━━ LISTING
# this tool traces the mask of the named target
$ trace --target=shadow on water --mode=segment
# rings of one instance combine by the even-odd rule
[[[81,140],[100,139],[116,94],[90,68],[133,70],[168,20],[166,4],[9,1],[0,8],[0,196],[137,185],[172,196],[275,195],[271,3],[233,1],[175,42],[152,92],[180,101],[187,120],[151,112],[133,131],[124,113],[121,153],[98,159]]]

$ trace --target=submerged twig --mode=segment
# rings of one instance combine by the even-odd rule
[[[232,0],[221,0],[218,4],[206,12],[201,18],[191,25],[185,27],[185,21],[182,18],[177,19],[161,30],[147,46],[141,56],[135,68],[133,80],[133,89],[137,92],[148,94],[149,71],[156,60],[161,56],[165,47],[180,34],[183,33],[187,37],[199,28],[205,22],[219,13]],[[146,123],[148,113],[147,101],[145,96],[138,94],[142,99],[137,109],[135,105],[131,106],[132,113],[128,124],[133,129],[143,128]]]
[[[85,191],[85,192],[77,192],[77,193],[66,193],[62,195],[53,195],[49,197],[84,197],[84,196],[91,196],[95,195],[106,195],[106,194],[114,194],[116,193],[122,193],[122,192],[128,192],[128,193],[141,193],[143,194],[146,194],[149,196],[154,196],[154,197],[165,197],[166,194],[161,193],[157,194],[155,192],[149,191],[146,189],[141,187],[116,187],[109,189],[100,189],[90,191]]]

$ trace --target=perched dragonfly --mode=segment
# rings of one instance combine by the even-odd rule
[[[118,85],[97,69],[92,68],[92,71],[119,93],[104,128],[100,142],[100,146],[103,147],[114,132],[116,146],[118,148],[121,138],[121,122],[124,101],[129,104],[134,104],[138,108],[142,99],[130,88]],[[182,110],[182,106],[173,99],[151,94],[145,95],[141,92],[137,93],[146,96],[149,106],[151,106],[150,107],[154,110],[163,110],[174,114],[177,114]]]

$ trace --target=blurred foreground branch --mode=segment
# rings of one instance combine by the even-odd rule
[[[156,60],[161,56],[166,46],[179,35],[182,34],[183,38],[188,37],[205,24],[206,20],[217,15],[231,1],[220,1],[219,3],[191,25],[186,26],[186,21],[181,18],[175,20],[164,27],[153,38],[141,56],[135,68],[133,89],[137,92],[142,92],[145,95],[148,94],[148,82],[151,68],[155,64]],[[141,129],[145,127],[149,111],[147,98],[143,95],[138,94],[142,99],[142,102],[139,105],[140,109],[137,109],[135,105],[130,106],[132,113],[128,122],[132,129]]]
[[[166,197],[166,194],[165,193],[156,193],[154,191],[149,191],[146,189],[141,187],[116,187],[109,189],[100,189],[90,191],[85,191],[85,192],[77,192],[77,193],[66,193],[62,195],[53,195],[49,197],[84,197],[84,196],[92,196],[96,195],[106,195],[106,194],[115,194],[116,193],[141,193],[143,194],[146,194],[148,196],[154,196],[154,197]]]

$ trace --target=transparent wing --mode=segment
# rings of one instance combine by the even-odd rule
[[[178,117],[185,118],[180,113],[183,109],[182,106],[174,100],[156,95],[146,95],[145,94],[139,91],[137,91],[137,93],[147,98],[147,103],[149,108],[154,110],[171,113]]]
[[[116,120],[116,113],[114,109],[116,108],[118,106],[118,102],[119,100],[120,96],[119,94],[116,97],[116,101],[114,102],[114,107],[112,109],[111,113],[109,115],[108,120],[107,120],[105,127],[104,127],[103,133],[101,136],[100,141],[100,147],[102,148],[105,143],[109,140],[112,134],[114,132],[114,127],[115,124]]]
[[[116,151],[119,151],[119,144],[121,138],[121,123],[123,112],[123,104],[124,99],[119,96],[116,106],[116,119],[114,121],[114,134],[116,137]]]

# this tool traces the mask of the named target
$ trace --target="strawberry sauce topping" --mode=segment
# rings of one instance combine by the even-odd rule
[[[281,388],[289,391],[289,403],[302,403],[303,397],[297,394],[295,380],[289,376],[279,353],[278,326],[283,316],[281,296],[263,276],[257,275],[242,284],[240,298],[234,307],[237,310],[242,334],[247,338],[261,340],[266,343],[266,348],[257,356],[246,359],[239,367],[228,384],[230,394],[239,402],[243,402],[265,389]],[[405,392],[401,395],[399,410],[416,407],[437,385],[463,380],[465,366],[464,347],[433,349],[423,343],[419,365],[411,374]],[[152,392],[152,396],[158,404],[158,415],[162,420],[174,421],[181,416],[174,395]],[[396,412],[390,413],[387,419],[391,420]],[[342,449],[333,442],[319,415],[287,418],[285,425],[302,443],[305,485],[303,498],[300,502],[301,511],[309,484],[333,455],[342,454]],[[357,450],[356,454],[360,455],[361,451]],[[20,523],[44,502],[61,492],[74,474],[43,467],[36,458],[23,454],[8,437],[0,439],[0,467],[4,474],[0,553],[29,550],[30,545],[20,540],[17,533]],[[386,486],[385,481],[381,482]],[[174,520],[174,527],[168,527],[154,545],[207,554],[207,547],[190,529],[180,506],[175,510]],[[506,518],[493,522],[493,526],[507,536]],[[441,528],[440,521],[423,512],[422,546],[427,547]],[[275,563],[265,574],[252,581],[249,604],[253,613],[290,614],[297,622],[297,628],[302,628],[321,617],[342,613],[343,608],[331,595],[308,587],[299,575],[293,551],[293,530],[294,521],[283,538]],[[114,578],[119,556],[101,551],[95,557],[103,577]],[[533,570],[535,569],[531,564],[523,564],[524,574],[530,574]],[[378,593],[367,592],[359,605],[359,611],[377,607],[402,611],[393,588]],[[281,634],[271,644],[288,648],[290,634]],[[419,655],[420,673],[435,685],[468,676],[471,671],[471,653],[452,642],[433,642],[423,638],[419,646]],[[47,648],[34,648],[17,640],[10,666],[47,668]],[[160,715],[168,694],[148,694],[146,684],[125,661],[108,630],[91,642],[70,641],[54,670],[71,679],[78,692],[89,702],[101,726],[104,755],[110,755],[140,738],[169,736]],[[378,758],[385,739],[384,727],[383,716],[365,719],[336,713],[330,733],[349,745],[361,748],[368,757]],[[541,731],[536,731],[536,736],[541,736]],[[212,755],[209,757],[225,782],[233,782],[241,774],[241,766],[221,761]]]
━━━━
• DIRECTIVE: Which lines of the material above contain the string "segment"? Copy out each of those lines in full.

• CORRECT RESULT:
$ trace --target=shadow on water --mode=segment
$ trace --target=submerged twig --mode=segment
$ trace --target=perched dragonfly --mode=segment
$ trace --target=blurred foreground branch --mode=segment
$ trace --target=transparent wing --mode=segment
$ trace --target="strawberry sauce topping" --mode=segment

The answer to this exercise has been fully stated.